### What the exercise asks:
Could you reproduce, word for word, everything from the line containing "Hi annotator, your task is to find the person" down to the end of the entries below, that line included?

Entries from an annotation dataset
......

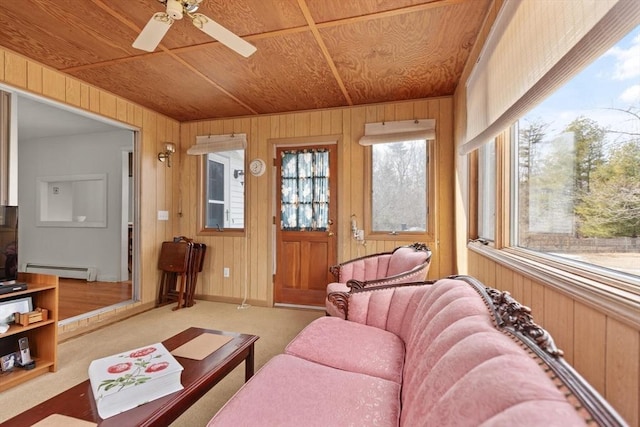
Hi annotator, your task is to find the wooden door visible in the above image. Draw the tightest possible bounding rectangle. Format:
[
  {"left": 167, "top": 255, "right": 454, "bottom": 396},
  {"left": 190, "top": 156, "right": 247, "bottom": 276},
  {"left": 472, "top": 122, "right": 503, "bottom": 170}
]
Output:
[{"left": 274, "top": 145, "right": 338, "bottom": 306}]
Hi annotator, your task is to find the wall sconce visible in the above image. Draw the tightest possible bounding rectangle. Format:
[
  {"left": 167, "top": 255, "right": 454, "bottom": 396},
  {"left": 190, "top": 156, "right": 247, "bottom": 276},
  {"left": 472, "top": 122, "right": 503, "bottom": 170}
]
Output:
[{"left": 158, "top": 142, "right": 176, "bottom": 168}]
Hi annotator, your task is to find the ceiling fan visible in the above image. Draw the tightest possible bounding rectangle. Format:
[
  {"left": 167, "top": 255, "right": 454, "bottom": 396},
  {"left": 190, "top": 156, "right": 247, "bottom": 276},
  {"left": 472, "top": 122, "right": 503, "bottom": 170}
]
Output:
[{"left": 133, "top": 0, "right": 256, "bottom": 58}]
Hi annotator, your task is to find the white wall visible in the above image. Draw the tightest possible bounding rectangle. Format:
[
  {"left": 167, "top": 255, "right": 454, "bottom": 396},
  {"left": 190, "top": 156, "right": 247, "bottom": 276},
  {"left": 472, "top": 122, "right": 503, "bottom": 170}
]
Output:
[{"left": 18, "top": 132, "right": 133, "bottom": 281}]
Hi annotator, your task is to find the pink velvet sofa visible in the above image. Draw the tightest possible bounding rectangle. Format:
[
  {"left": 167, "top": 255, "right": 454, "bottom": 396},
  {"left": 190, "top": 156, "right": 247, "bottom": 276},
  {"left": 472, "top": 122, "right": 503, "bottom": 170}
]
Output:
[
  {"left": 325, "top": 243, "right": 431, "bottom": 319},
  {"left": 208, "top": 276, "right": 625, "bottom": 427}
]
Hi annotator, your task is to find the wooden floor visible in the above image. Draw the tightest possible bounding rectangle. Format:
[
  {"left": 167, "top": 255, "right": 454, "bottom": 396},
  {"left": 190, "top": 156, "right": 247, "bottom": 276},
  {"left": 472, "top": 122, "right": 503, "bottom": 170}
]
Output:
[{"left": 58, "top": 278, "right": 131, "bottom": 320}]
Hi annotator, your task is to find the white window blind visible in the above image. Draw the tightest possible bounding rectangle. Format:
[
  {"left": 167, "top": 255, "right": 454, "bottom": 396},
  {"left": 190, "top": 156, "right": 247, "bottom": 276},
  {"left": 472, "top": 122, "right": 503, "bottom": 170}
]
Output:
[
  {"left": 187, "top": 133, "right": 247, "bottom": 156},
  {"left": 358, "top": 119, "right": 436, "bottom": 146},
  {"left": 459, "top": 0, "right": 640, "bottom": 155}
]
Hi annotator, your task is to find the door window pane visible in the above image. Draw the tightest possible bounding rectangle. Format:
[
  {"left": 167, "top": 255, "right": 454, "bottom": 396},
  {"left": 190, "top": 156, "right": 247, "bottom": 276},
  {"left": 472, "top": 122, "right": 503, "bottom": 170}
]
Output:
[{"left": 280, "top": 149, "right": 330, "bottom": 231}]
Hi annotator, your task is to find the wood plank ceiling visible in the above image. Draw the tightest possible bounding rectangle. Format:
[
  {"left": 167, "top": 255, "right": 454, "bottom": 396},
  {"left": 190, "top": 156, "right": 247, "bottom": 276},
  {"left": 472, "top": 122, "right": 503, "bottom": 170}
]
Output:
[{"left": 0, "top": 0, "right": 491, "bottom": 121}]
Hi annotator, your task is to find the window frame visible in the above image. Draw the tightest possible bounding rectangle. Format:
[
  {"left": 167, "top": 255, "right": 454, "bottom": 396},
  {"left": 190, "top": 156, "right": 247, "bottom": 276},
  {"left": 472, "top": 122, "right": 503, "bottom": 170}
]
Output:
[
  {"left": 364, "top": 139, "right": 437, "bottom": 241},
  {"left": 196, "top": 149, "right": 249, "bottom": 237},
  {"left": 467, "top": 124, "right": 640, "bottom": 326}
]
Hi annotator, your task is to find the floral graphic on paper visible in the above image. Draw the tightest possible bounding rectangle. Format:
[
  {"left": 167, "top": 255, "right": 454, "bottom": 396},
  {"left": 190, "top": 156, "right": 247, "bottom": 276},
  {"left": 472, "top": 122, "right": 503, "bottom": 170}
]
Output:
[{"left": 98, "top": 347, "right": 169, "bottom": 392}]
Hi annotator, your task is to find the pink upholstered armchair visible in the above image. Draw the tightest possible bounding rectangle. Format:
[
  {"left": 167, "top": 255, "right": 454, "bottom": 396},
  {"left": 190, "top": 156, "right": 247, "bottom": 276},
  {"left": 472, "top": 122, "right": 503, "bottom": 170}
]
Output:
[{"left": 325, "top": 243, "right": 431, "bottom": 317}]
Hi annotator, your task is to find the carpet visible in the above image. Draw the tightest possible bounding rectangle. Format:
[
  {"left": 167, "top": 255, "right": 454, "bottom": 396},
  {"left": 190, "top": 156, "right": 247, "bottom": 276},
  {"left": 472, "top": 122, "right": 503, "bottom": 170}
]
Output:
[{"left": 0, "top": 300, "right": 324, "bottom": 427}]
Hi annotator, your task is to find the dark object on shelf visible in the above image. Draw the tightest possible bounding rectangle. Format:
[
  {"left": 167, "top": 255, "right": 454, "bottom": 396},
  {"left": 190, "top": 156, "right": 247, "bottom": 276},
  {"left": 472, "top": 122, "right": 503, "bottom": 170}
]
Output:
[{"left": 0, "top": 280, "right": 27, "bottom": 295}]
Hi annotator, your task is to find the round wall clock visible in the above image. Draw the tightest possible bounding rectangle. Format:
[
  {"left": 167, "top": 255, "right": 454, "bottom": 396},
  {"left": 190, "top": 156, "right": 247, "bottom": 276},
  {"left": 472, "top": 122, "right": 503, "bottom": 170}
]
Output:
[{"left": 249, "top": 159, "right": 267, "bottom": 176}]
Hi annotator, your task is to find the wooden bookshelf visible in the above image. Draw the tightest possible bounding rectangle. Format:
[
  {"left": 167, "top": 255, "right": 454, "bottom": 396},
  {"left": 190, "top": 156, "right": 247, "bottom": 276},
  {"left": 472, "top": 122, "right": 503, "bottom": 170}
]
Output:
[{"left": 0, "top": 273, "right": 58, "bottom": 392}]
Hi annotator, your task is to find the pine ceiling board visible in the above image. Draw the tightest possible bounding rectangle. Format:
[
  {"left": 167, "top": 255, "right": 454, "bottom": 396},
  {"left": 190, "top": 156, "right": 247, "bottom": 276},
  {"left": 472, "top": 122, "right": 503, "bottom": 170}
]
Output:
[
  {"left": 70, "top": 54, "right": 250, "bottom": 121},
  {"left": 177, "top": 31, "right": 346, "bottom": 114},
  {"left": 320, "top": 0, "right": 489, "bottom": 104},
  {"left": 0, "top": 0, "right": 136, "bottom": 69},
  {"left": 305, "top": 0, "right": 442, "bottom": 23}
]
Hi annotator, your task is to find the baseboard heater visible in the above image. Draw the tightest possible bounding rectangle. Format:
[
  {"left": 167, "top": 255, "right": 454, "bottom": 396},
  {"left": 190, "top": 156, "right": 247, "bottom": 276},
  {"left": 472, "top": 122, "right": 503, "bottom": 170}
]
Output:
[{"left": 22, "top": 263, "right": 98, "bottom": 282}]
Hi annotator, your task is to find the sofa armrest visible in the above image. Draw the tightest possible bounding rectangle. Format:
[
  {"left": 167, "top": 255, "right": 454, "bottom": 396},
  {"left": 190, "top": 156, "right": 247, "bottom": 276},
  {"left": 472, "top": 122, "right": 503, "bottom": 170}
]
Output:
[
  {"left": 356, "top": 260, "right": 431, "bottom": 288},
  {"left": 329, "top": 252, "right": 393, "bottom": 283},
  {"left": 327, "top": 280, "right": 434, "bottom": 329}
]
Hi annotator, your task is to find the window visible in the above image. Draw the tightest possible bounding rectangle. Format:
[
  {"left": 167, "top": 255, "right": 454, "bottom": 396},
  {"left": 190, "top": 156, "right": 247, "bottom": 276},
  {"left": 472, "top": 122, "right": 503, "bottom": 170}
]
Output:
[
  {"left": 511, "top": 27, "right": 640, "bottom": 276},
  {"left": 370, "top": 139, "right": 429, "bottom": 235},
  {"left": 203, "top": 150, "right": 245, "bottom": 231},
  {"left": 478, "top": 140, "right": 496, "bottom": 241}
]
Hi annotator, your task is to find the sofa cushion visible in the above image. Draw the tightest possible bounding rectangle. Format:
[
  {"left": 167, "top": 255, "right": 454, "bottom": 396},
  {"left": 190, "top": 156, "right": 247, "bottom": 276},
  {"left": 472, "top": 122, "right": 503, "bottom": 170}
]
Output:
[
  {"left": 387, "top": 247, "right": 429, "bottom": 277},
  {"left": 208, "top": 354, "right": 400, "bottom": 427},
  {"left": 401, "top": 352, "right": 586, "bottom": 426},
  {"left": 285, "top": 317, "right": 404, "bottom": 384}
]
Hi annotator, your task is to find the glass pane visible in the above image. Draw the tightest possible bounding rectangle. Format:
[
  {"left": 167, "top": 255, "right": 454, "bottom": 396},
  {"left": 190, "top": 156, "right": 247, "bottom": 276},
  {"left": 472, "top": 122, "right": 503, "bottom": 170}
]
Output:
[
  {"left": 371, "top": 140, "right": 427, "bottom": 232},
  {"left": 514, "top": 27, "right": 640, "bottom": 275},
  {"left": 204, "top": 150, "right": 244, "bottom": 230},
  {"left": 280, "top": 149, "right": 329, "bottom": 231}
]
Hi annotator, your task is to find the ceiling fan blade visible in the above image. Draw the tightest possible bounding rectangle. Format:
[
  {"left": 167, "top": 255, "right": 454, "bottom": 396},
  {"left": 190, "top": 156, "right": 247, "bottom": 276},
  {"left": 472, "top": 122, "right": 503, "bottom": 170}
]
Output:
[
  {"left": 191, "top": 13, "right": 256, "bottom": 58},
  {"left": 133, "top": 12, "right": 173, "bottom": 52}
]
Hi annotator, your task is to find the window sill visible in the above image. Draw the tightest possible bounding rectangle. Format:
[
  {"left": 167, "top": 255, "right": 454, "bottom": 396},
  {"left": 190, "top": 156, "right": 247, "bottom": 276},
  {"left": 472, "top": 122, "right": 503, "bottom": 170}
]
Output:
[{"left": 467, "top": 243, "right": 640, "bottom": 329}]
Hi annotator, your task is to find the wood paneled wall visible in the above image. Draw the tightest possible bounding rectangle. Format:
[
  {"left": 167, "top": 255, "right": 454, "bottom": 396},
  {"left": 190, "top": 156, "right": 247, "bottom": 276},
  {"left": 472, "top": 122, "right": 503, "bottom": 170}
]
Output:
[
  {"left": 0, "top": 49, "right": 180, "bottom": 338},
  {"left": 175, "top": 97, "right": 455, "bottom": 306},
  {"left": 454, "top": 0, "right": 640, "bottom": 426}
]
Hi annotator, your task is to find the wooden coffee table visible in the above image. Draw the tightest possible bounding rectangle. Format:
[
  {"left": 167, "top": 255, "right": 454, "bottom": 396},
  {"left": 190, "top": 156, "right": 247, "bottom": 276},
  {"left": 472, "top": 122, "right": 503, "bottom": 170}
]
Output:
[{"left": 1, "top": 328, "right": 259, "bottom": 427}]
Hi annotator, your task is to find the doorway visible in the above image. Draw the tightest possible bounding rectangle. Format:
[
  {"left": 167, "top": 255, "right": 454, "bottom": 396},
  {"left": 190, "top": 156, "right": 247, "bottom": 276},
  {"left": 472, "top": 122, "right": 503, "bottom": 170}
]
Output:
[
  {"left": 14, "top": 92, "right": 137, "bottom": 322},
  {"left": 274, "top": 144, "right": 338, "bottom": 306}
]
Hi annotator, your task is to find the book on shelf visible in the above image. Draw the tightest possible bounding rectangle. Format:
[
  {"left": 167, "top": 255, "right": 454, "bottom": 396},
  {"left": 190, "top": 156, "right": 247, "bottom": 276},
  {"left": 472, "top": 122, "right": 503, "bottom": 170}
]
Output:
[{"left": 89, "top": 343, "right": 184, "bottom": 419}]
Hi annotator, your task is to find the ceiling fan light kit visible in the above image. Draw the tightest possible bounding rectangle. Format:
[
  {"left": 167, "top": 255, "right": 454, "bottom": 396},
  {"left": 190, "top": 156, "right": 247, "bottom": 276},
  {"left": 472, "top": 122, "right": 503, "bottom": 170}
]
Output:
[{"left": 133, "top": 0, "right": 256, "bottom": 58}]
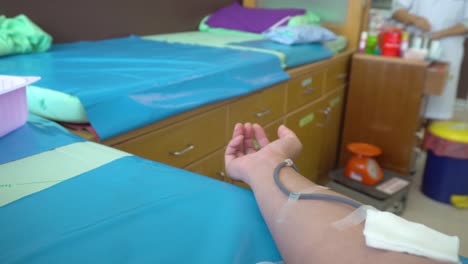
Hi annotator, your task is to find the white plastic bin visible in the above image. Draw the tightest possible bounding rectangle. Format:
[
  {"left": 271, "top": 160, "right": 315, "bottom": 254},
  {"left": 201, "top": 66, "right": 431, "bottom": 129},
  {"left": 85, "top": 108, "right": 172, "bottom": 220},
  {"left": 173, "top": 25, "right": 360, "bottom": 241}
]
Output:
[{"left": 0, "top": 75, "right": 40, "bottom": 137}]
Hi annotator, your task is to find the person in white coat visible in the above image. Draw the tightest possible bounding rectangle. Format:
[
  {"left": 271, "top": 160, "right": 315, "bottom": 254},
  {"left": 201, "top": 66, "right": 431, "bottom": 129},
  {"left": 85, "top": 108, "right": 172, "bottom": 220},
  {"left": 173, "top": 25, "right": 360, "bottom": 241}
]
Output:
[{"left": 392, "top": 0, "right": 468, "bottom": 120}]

......

### Written solution:
Hi annotator, your task is to find the person in white coat visible in the above image. Draw the tightest possible bounding rectangle. Format:
[
  {"left": 271, "top": 160, "right": 315, "bottom": 254},
  {"left": 201, "top": 66, "right": 431, "bottom": 129},
  {"left": 85, "top": 108, "right": 172, "bottom": 220},
  {"left": 173, "top": 25, "right": 360, "bottom": 241}
]
Output:
[{"left": 392, "top": 0, "right": 468, "bottom": 120}]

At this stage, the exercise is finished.